■ WORK INSTRUCTION:
Using the records below, write out again exactly the lines that begin at the line containing "Class, indicate each instance of the haze" and end at the line containing "Class, indicate each instance of the truck windshield", and no other lines.

Stored data entries:
● ● ● ●

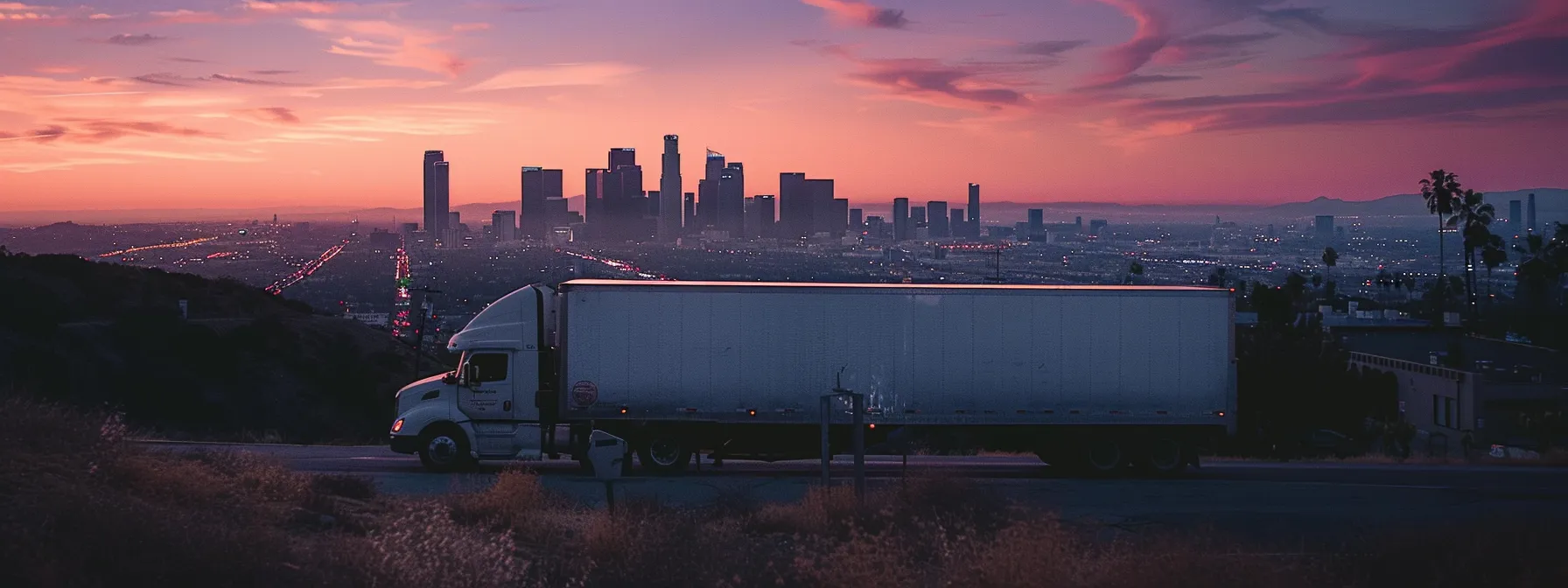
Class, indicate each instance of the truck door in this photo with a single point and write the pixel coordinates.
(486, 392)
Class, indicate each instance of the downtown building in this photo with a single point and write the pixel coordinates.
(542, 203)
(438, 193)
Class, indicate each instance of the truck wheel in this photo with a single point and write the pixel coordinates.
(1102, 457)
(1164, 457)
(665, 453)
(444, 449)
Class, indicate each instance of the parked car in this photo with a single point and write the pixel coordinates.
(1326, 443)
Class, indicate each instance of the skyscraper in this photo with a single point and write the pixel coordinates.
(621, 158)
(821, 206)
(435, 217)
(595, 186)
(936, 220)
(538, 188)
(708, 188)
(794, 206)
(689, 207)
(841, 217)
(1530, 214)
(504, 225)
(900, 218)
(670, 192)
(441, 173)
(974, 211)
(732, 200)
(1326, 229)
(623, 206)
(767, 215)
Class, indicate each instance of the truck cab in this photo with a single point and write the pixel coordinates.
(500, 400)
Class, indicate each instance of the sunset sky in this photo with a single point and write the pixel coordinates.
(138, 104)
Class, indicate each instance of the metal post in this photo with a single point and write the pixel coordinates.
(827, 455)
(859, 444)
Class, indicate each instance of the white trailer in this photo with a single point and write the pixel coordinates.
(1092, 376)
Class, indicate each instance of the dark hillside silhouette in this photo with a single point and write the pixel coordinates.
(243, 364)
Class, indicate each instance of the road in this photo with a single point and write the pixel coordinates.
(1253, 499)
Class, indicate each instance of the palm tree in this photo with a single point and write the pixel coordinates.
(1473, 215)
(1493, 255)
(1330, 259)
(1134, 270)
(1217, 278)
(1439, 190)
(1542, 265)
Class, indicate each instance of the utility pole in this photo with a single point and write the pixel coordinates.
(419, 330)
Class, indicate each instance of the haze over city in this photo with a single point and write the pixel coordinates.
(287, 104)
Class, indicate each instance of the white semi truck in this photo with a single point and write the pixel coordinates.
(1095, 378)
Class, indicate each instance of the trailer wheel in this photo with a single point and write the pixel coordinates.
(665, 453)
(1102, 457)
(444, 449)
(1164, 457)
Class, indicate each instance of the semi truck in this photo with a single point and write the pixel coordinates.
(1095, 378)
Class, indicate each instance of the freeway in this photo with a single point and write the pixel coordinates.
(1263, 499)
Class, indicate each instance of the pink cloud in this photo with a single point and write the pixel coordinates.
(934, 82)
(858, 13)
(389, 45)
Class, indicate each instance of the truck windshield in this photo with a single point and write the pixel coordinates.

● ● ● ●

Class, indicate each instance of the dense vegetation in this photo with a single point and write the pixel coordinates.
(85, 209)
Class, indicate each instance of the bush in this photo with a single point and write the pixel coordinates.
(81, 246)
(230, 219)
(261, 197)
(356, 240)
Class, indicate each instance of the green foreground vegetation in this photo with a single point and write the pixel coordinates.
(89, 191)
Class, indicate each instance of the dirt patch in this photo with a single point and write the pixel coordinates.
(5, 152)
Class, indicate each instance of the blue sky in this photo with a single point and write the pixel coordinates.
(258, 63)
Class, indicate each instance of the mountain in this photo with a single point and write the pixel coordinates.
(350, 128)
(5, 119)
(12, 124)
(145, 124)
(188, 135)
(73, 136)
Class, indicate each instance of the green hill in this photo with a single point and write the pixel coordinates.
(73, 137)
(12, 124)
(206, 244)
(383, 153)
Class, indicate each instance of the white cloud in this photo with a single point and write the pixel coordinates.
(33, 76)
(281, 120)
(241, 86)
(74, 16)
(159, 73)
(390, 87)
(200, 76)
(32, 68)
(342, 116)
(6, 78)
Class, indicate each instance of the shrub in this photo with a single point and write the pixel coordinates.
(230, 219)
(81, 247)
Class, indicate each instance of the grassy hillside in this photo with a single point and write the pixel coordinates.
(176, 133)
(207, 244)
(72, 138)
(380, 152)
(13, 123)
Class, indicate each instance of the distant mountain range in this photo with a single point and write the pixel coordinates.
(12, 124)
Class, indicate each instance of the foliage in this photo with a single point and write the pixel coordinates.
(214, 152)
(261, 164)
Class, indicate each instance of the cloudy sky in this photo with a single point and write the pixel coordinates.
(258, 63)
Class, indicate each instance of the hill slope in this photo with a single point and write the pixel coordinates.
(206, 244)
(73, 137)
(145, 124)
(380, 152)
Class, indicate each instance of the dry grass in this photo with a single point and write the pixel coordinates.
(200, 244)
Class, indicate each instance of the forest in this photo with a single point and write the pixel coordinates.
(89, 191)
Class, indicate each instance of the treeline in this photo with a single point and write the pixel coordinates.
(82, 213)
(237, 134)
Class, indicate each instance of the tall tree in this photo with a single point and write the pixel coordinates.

● ● ● ●

■ SOLUTION TO THE PROBLEM:
Class, indicate each instance of the haze over city in this photo with a single point and write the pixel coordinates.
(287, 104)
Class, indicate each instance of the white semi truck in this photo with a single point and write the pixel coordinates.
(1095, 378)
Class, indicate each instance of the trailer wheel in this photo with a single point and write the pixel coordinates.
(665, 453)
(1102, 457)
(444, 449)
(1164, 457)
Class, indicate each instance of the semi truck in this photo with a single point and write the pixel coordinates.
(1095, 378)
Class, indicate each instance of the freeway in this photo with a single point and write the pixel coordinates.
(1263, 499)
Class, indicate each instance of the pink cloud in this photo with a single point and write the pixel coordinates.
(934, 82)
(858, 13)
(389, 45)
Class, indicate each instance of the truck windshield in this photo with a single point and write the pixel coordinates.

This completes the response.